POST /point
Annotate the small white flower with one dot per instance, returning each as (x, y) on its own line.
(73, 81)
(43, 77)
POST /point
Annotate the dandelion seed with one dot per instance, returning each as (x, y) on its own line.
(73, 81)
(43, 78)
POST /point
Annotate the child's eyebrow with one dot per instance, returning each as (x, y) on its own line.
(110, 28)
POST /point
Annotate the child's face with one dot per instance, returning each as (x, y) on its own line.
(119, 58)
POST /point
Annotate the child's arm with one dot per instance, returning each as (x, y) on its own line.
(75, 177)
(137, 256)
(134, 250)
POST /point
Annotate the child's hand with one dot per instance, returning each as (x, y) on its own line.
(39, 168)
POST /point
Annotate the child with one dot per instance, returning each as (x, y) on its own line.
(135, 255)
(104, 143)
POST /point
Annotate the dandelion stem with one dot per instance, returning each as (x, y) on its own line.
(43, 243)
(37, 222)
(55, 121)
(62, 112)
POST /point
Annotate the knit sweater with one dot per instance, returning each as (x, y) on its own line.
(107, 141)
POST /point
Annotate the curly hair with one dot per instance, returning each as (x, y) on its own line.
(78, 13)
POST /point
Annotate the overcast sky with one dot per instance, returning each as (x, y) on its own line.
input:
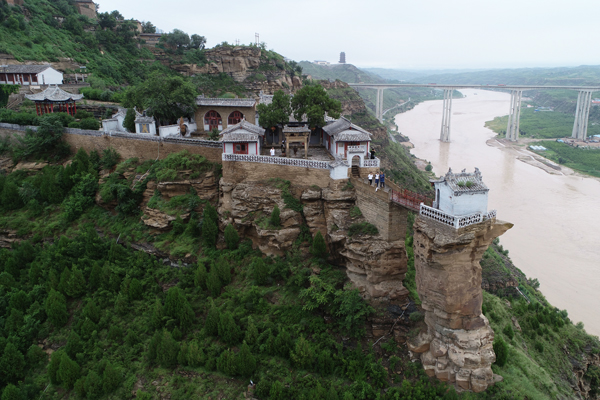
(409, 34)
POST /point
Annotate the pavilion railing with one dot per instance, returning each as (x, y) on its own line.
(293, 162)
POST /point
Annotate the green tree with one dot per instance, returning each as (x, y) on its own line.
(129, 121)
(12, 364)
(111, 378)
(246, 364)
(11, 392)
(319, 248)
(314, 102)
(200, 276)
(275, 218)
(211, 325)
(229, 332)
(56, 308)
(276, 113)
(165, 97)
(231, 237)
(501, 350)
(68, 372)
(260, 270)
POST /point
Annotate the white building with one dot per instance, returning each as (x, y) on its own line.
(30, 75)
(242, 138)
(345, 140)
(461, 194)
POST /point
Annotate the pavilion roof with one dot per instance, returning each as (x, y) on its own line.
(345, 131)
(458, 182)
(243, 131)
(25, 69)
(54, 93)
(211, 102)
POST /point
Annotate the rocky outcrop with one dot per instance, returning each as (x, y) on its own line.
(374, 265)
(457, 345)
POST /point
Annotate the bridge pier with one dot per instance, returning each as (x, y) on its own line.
(379, 105)
(446, 114)
(582, 114)
(514, 115)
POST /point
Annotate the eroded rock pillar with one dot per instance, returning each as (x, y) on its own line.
(457, 346)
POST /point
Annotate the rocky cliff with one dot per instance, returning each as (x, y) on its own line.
(457, 345)
(375, 266)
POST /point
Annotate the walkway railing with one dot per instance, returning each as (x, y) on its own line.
(294, 162)
(410, 199)
(456, 222)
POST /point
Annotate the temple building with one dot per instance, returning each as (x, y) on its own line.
(30, 75)
(221, 113)
(345, 140)
(54, 100)
(242, 138)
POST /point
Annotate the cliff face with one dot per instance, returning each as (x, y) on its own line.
(457, 346)
(374, 265)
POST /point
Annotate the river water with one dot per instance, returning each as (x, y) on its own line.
(557, 217)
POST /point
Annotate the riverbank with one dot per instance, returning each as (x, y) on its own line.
(554, 234)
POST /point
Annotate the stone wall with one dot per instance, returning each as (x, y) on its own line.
(238, 172)
(389, 218)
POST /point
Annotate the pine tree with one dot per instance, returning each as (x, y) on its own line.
(200, 276)
(74, 345)
(213, 283)
(229, 332)
(319, 248)
(76, 285)
(231, 237)
(93, 385)
(260, 270)
(12, 364)
(211, 325)
(56, 308)
(111, 378)
(246, 363)
(275, 218)
(68, 372)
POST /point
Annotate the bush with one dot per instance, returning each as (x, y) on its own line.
(501, 350)
(275, 219)
(231, 237)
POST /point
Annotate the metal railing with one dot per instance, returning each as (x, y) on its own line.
(294, 162)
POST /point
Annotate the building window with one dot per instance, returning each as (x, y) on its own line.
(235, 118)
(240, 148)
(212, 119)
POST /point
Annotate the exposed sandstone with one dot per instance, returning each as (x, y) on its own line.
(449, 285)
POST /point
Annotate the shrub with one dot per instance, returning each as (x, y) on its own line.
(501, 350)
(275, 219)
(231, 237)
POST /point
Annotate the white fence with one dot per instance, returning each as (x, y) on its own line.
(456, 222)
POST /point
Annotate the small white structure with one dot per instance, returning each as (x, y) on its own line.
(345, 140)
(30, 75)
(242, 138)
(461, 194)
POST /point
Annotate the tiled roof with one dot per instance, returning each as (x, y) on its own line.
(458, 182)
(241, 132)
(295, 129)
(54, 93)
(210, 102)
(343, 125)
(25, 69)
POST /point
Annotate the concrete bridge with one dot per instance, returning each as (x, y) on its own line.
(516, 91)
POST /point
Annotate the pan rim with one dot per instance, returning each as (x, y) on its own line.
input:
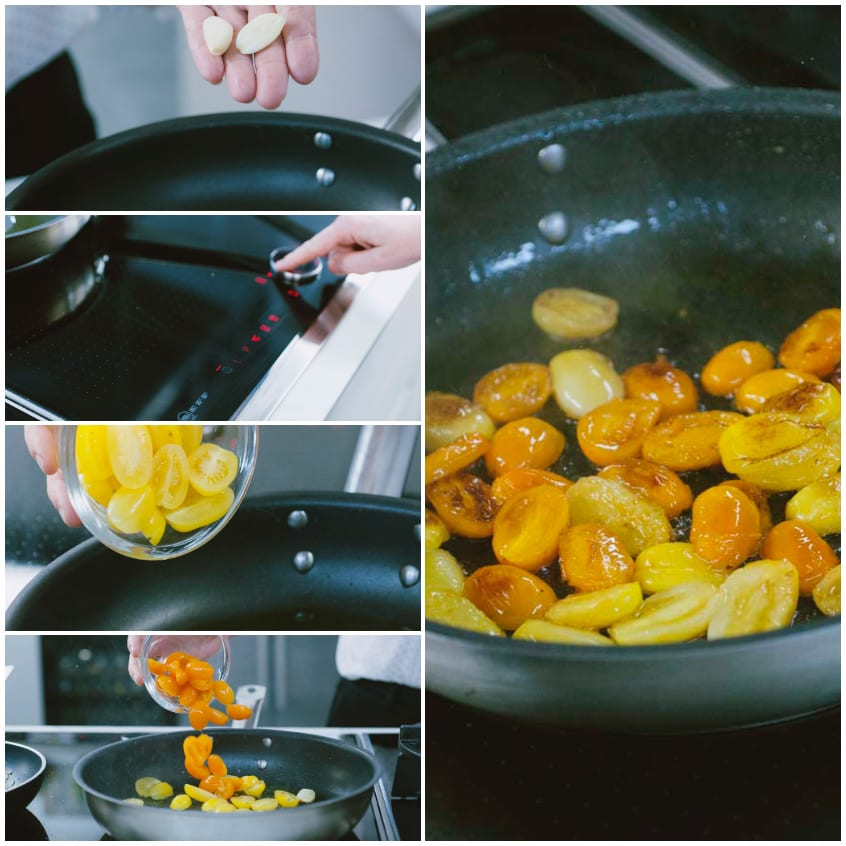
(140, 135)
(582, 117)
(325, 803)
(41, 768)
(693, 648)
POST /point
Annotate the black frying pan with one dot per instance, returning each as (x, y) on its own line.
(234, 161)
(25, 769)
(710, 217)
(341, 775)
(353, 565)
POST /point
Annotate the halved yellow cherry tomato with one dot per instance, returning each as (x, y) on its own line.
(92, 452)
(170, 475)
(203, 512)
(129, 510)
(130, 454)
(211, 469)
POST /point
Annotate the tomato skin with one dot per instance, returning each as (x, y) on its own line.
(211, 468)
(508, 595)
(170, 475)
(130, 454)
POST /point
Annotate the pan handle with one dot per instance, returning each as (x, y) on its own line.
(252, 695)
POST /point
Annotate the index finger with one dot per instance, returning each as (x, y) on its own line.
(209, 66)
(319, 245)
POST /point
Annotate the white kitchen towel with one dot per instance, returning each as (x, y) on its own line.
(386, 658)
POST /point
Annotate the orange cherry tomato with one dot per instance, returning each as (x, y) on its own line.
(731, 366)
(223, 692)
(814, 346)
(527, 442)
(655, 481)
(758, 496)
(522, 478)
(156, 667)
(168, 685)
(239, 712)
(513, 391)
(802, 546)
(187, 696)
(465, 503)
(217, 765)
(753, 394)
(198, 717)
(662, 382)
(508, 595)
(528, 527)
(461, 453)
(614, 431)
(217, 717)
(195, 769)
(688, 441)
(593, 557)
(725, 526)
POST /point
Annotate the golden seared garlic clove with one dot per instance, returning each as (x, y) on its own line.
(448, 416)
(760, 597)
(675, 615)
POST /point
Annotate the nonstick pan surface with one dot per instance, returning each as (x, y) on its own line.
(25, 769)
(709, 217)
(238, 162)
(341, 775)
(351, 566)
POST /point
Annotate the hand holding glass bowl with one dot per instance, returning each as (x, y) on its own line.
(156, 492)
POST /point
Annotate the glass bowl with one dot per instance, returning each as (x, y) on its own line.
(211, 648)
(241, 440)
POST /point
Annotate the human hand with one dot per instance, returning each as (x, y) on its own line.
(200, 646)
(263, 77)
(361, 244)
(42, 443)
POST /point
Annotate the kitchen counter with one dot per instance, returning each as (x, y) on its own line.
(490, 778)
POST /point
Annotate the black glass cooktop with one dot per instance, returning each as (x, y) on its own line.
(180, 320)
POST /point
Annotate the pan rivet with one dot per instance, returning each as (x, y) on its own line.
(323, 140)
(325, 177)
(297, 519)
(554, 228)
(303, 561)
(552, 158)
(409, 575)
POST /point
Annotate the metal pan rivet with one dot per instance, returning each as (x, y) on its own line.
(325, 176)
(409, 575)
(303, 561)
(323, 140)
(554, 228)
(298, 519)
(552, 158)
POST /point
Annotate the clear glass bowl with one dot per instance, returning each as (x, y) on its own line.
(242, 440)
(211, 648)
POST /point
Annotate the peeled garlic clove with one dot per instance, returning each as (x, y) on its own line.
(759, 597)
(217, 33)
(259, 33)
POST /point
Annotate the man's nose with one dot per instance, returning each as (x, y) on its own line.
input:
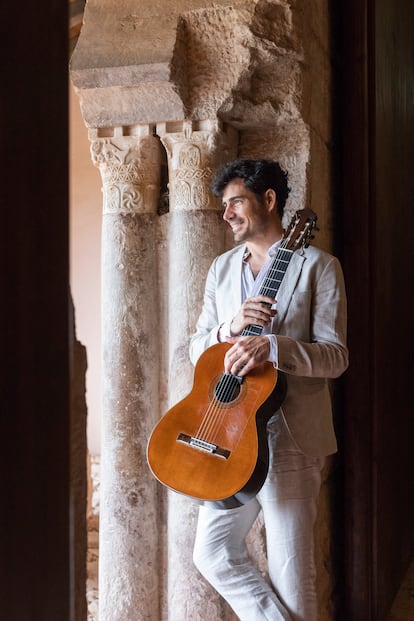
(228, 213)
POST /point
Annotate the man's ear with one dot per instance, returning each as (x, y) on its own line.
(270, 200)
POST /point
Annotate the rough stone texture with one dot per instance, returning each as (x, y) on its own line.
(129, 571)
(195, 236)
(258, 67)
(78, 474)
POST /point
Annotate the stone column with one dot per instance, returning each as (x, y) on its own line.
(129, 162)
(196, 236)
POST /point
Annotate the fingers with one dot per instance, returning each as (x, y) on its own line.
(245, 354)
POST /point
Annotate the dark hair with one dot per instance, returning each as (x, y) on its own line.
(257, 175)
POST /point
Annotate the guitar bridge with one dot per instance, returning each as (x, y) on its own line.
(202, 445)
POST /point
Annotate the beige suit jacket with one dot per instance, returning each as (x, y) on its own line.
(311, 336)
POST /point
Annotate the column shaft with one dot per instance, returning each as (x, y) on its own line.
(129, 563)
(196, 235)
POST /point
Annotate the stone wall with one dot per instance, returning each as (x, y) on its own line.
(184, 89)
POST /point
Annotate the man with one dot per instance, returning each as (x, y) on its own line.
(304, 335)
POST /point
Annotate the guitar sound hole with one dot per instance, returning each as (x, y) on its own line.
(228, 388)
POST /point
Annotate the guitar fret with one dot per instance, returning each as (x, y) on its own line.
(272, 283)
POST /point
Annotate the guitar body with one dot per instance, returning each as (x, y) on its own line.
(212, 445)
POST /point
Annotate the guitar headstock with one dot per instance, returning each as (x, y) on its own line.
(299, 232)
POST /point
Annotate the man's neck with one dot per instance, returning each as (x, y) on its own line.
(259, 252)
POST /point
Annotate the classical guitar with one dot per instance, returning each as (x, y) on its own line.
(212, 445)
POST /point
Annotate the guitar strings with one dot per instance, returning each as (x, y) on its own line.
(211, 422)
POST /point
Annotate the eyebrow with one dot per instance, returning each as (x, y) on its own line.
(231, 199)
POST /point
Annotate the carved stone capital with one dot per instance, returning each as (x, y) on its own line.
(129, 162)
(194, 149)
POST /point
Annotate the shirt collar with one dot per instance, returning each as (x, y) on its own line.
(271, 252)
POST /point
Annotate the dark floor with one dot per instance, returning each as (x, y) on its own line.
(403, 607)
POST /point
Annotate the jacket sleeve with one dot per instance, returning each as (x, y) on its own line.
(322, 353)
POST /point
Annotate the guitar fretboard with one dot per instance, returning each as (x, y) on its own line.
(271, 284)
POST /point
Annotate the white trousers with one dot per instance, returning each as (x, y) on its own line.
(288, 501)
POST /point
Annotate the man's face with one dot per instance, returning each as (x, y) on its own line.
(242, 211)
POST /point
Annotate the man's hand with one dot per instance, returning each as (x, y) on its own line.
(246, 353)
(254, 311)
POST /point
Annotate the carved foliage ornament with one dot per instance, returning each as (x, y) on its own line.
(126, 173)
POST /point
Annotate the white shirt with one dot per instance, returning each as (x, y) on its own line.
(251, 287)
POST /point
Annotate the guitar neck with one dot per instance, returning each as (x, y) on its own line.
(271, 284)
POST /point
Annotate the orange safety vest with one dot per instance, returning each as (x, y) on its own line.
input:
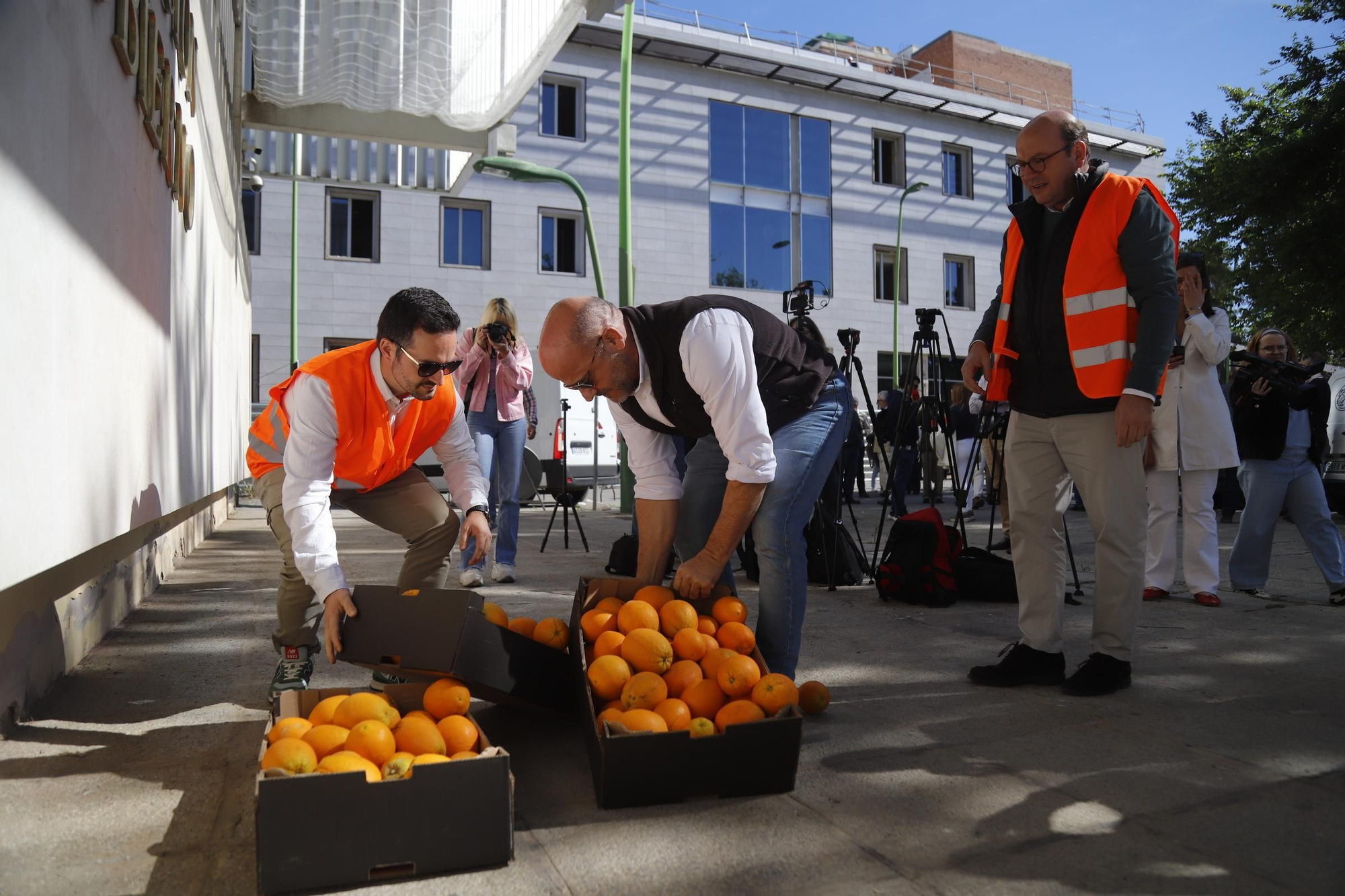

**WRITTEN PROBLEM**
Return every line of the entries above that contains the word "black".

**RESPONSE TO THIS TASK**
Annotate the black frying pan with one dot per instance, returning each as (x, y) on its own line.
Annotate the black glass cooktop with one dot per instance, returning each as (x, y) on its own line.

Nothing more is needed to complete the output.